▼▼▼

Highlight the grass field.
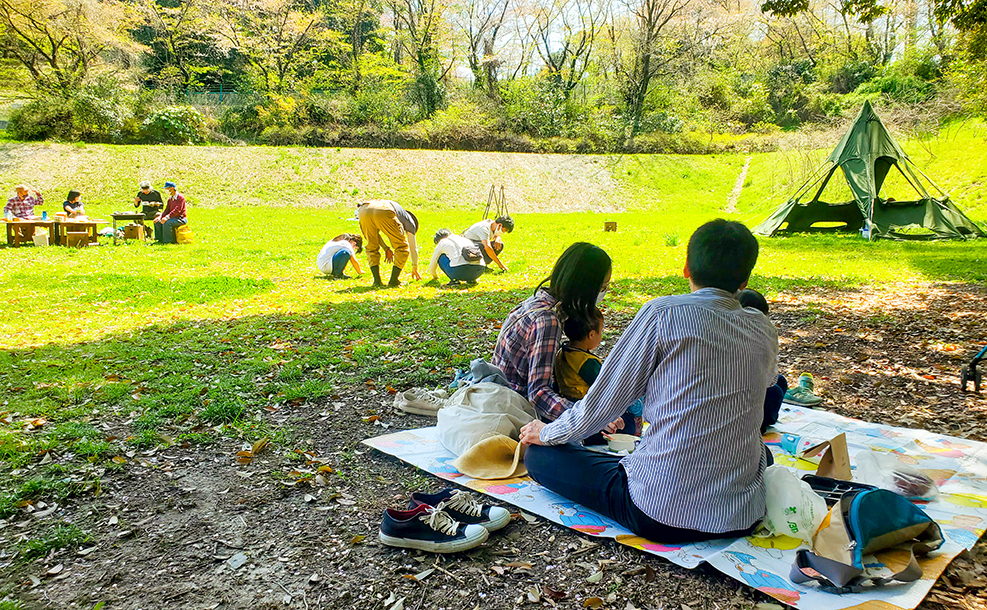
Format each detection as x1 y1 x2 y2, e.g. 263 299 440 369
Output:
1 123 986 520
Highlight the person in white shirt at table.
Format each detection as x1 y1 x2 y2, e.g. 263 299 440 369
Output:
428 229 486 287
520 219 778 544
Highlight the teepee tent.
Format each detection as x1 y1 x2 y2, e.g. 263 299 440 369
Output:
754 101 985 240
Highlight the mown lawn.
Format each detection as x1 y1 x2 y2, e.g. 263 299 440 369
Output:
1 130 986 521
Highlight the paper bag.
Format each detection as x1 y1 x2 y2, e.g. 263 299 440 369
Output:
802 433 851 480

▲▲▲

▶ WORK INSTRUCTION: Return each line of the preceding material in which "Highlight" can be found.

▶ TASK OUTPUT:
Highlight the grass field.
Highlight the person in white shirt at table.
Highlight the teepee tent.
Highlight the mown lawn.
Highlight the paper bag.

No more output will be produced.